= EXERCISE INSTRUCTIONS =
Each entry has to be set down again with no alteration.

= EXERCISE DATA =
────────────────────

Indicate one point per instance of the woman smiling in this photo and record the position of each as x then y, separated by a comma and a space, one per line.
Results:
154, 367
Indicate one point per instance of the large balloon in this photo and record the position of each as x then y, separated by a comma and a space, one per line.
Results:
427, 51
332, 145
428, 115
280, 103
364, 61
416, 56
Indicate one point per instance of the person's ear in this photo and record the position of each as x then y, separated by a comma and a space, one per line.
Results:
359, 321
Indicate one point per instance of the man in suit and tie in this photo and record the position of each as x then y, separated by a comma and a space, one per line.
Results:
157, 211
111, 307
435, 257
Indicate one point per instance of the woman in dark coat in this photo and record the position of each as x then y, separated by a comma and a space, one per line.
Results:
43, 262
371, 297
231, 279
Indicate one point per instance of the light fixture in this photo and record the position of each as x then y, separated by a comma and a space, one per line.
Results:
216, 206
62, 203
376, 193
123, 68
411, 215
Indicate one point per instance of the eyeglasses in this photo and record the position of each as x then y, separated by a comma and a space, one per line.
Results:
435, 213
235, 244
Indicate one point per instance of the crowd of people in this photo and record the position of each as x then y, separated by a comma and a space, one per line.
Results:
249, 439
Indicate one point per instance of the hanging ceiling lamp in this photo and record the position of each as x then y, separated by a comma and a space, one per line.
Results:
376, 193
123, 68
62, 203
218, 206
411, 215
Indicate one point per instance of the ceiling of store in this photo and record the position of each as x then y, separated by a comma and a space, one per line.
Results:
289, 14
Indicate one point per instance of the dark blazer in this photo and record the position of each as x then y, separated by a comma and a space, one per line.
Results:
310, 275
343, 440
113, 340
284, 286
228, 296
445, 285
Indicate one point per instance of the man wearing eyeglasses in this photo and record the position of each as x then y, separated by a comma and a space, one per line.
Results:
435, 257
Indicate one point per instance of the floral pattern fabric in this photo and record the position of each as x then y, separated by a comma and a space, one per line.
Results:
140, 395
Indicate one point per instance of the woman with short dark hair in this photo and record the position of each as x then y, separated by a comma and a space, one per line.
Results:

────────────────────

= WRITTEN ANSWER =
Indicate one point per instance of the woman smiling in this photo and record the position of each as x then y, separated by a comma and a space, one per line.
Results:
154, 367
Indicate one point per instance of the large balloon in this photo and record the position of each as x then y, separated by a comma and a space, one per line.
Results:
427, 51
332, 145
428, 115
280, 103
364, 61
416, 56
Indicate one point per instance of the person's ear in this photo and record the position of each as x then y, separated by a comma and a space, one per line.
Results:
359, 321
Indicate one point per instance of the man in suit and tie in this photo and record the position of each as x then y, separated by a comma and a space, one per line.
Results:
157, 211
111, 307
435, 257
Indicate one point per instance of the woman in dark coat in this photo and record the position of each as x then y, separated by a comma and a space, one per line.
Results:
43, 262
371, 297
231, 279
Indicate one point per instance of the light fixture in this photo and record the position of each as x then y, separated by a comma and a space, one per line.
Results:
216, 206
62, 203
376, 193
123, 68
411, 215
Indicate one point per instance of the eyeglasses in this photo and record the position of each as x then y, separated by a comma and a space, one per line.
Results:
435, 213
235, 244
Indicate one point per instance of the crowd of people in this photo and record the position of each as x then y, separated by a comma and a space, one per line.
Results:
249, 439
Indicate one point per instance of the hanging ceiling lamp in this photo and record the position of each as x then y, separated by a comma and a space, one per line.
Results:
376, 193
123, 68
62, 203
218, 206
411, 215
Indicate one point per instance of the ceiling of store in this photo and record the position of each as x then y, separated by a comma and a space, one per line.
Results:
289, 14
Indicate one point per instance of the dark blazer in this photo and record the position of each as x then y, separated by a comma and a space, one per line.
Results:
310, 275
343, 440
113, 340
284, 286
228, 296
445, 285
Indicate one point per instance of the man wearing eyeglasses in this photo and record the position of each as x then y, separated by a comma and a space, one per line.
Results:
435, 257
Indicate one point per instance of the floral pattern fabric in this photo and record the position of each as x then y, separated by a comma and a space, one per line.
Results:
140, 395
Indicate one point per instance of the woman with short dark hair in this photo and record the position of each as x then y, separated by a comma and a space, one per line.
Results:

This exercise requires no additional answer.